**Kaynak metin**:

ABD'ye güvenmeli miyiz?
Türkiye, İsveç'in NATO üyeliği konusunda süreci ilerletme adına önemli bir adım attı.
İlgili meclis komisyonu kararı Genel Kurul'a gönderdi.
TBMM Genel Kurulu'ndaki oylamadan olumlu sonuç çıkması durumunda, Türkiye adına süreç tamamlanacak.
İsveç'in NATO üyeliğine "evet" denilmiş olacak.
Gözlerse eş zamanlı olarak ABD'de...
F-16 satışı ve modernizasyonu konusunda eş zamanı adımlar atılacak mı göreceğiz.
ABD'deki durumu özetlemek gerekirse, "Beyaz Saray ve Kongre arasında fikir ayrılığı var" diyebiliriz.
Şahsi düşüncem fikir ayrılığından çok fikir yakınlığı içinde bulundukları yönünde olsa da en azından görünen ve yansıtılan bu.
Peki ABD'ye güvenmeli miyiz?
Gelin biraz hafızamızı yoklayalım.
Birkaç örnek sıralayalım.
Ondan sonra kararı siz verin.
Türkiye daha önce ABD'den insansız hava araçları almak istedi, pek çok sıkıntıyla karşılaşıldı.
Sonucunda Türkiye kendi göbeğini kesti.
Teknolojisini ve altyapısını geliştirdi, üretim yaptı.
Uzun yıllar süren çabalarının meyvelerini aldı.
Şu anda İHA ve SİHA konusunda dünyada en çok adı geçen ülkeler arasında.
Ve bir başka örnek...
Türkiye ABD'den hava savunma sistemi istedi.
Patriot'lar yine verilmedi.
Durum acildi.
Türkiye önce Çin'e yöneldi, ardından bu ihtiyacını Rusya'dan karşıladı.
ABD ayağa kalktı.
CAATSA denilen mekanizma devreye girdi.
Türkiye'ye yaptırımlar uygulandı.
Üstüne bir de ortak üreticisi olduğumuz F-35 sürecinden çıkarıldık.
Neyse ki Türkiye kendi göbeğini kesmekte yetenekli.
Gün gelip de KAAN seri üretimle envantere girdiğinde bu sorunlar da kalmayacak.
Dahası ABD Türkiye'nin parasını ödediği F-35'leri bile vermezken, Yunanistan'a F-35 satışı gündemde.
Bu da Ege'deki hava dengelerini Yunanistan'ın lehine bozması muhtemele bir başka hamle.
Peki ABD S-400'ler konusunda başka ne yaptı dersiniz?
Yine Rusya'dan S-400 alan Hindistan'a yaptırım uygulamadı.
Hatta CAATSA yaptırımlarından muaf tutulması için Kongre'ye tasarı sunuldu.
Oysa ABD'nin müttefiki ve NATO üyesi Türkiye, cezalandırılmak istenmişti.
Örnekleri çoğaltmak mümkün.
Mesela Güney Kıbrıs Rum Yönetimi'ne silah ambargosunu kaldırmaları...
Rum Milli Muhafız Ordusu denilen silahlı yapılanmayı, ABD'deki bir eyaletin ulusal muhafızlarının himayesi altına almaları.

**Kısa alıştırma 1**: ABD'ye güvenmeyi sorgulayan yazıya göre Türkiye, hava savunma sistemi ihtiyacını sonunda hangi ülkeden karşıladı?
**Kısa alıştırma 2**: ABD'ye güvenmeyi sorgulayan yazıyı son cümlesinden sonrasını yazarak sürdürün.

**Gösterilen kayıtlar**:
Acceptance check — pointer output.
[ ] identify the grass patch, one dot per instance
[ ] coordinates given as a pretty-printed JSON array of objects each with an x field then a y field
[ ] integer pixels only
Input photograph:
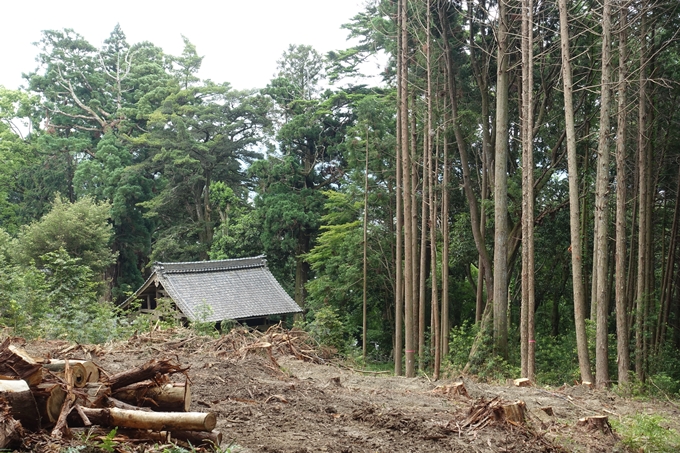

**Alıştırma cevabı 1**: Rusya'dan.

**Alıştırma cevabı 2**:
Rusya bahanesiyle Yunanistan'a askeri üs, silah, daha doğrusu bir ordu konuşlandırmaları.
Zaman zaman uçak gemisi de gittiğini unutmamak lazım.
Bitti mi, hayır...
Güneyimizde PKK/YPG terör örgütünü uzun yıllardır silahlandırıyorlar.
Ayrıca teçhizat, askeri araç ve malzeme sağlıyorlar.
Maddi olarak da besliyorlar.
Onlara bir "devlet" kurdurmaya çalışıyorlar.
Üstelik bu hamleleri, yine "müttefik" dedikleri Türkiye için beka meselesi.
Artık bu nasıl müttefiklikse...
Bahaneleri de hazır. Terör örgütü DEAŞ ile mücadele.
Oysa Türk Silahlı Kuvvetleri, bölgede kara operasyonu yapıp DEAŞ ile göğüs göğüse çarpışmış tek NATO ordusu.
İsveç meselesine dönersek, ABD Başkanı Biden Türkiye'ye F-16 ve modernizasyon kitlerinin satışını desteklediğini söylüyor.
Kongre Noel tatilinde. Şimdi bekleyip göreceğiz.
Bakalım satış bildirim ne zaman yapılacak...
Kongre'de satışı engellemek için bir tasarı çıkarılacak mı, çıkarılmayacak mı?
Biden yönetimi böyle bir engel çıkması durumunda nasıl bir hamle planlıyor?
Örneğin İsrail'e binlerce tank mermisi sevk ederken, Kongre'yi kenara itip acil durum yetkisini kullanmayı bilmişti.
Türkiye için de benzer bir yedek planı var mı?
Muhtemel ki TBMM Genel Kurulu'ndaki süreç bu soruların cevaplarına dair işaretler alınmadan ilerlemeyecektir.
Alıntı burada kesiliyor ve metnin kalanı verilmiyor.